YANG PERLU DIKERJAKAN:
a) Tulis ulang dengan persis seluruh bagian teks tentang produsen sarapan orang Belanda di Bandung, mulai dari "Di bagian ini" sampai ke "Buddha, dan Nova.".
b) Menurut teks tentang produsen sarapan orang Belanda di Bandung, di alamat mana pabrik air mineral Malabar didirikan pada tahun 1923?

TEKS YANG DIBERIKAN:

....

Bagaimana dengan produsen minuman sarapan? Hampir seluruh minuman sarapan orang Belanda di Kota Bandung diproduksi di Bandung dan kawasan sekitarnya, di antaranya susu yang diproduksi oleh Bandoengsche Melk Central (BMC). Juga ada produsen kopi Aroma yang kini menjadi incaran para wisatawan penikmat kopi yang bertandang ke Bandung. Kopi ini masih diproduksi dengan mesin-mesin kuno di lokasi yang sama, dan dikemas dalam kemasan tempo dulu yang menjadi ciri khasnya.

Di bagian ini juga tersaji informasi tentang produsen air mineral. Ternyata air mineral juga sudah dikonsumsi oleh penduduk Bandung di zaman Hindia Belanda. Pada tahun 1923 didirikan pabrik air mineral Malabar di Jalan Naripan 61 yang kini bekas bangunannya ditempati oleh Toko Buku Rohani Kalam Hidup. Selain Malabar, ada juga pabrik air mineral Preanger, Buddha, dan Nova.

Selain keempat bagian di atas, buku Produsen Ontbijt Walanda Bandoeng yang dilengkapi dengan foto-foto ini juga menyertakan 10 buah lampiran. Di sana diperoleh beberapa informasi rinci mengenai nasib bangunan dan metamorfosis produsen ontbijt, jejak langkah pendiri Indische Partij, KAR Bosscha, serta kebun gandum di zaman kolonial di kawasan Pangalengan.

Baca Juga: BUKU BANDUNG (4): Romantika Anak SMA di Angkot Bandung dalam Komik Bangor
BUKU BANDUNG (3): Membaca Kautamaan Istri, Menimbang Ulang Kepahlawanan Dewi Sartika
BUKU BANDUNG (2): Angin Bandung Menyanyikan Tuhan
BUKU BANDUNG (1): Menyingkap Budaya Tionghoa Bandung melalui Sebuah Tragedi

Bagian dari Sejarah Kota

Secara keseluruhan buku Produsen Ontbijt Walanda Bandoeng sangat menarik. Usaha memahami sejarah kota melalui menu sarapan orang-orang Belanda di Bandung dikerjakan sang penulis, Sudarsono Katam, lewat pemaparan secara mendetail. Walau ada beberapa data yang tampaknya kurang lengkap, tapi sebagai buku yang pertama kali membahas mengenai produsen makanan sarapan orang-orang Belanda di Bandung, apa yang telah tersaji di dalamnya sangatlah bermanfaat.

....

DATA YANG DIBERIKAN:
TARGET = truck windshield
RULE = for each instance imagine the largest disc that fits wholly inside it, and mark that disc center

....

HASIL PENGERJAAN:
a)
Di bagian ini juga tersaji informasi tentang produsen air mineral. Ternyata air mineral juga sudah dikonsumsi oleh penduduk Bandung di zaman Hindia Belanda. Pada tahun 1923 didirikan pabrik air mineral Malabar di Jalan Naripan 61 yang kini bekas bangunannya ditempati oleh Toko Buku Rohani Kalam Hidup. Selain Malabar, ada juga pabrik air mineral Preanger, Buddha, dan Nova.

b) Pabrik air mineral Malabar didirikan di Jalan Naripan 61.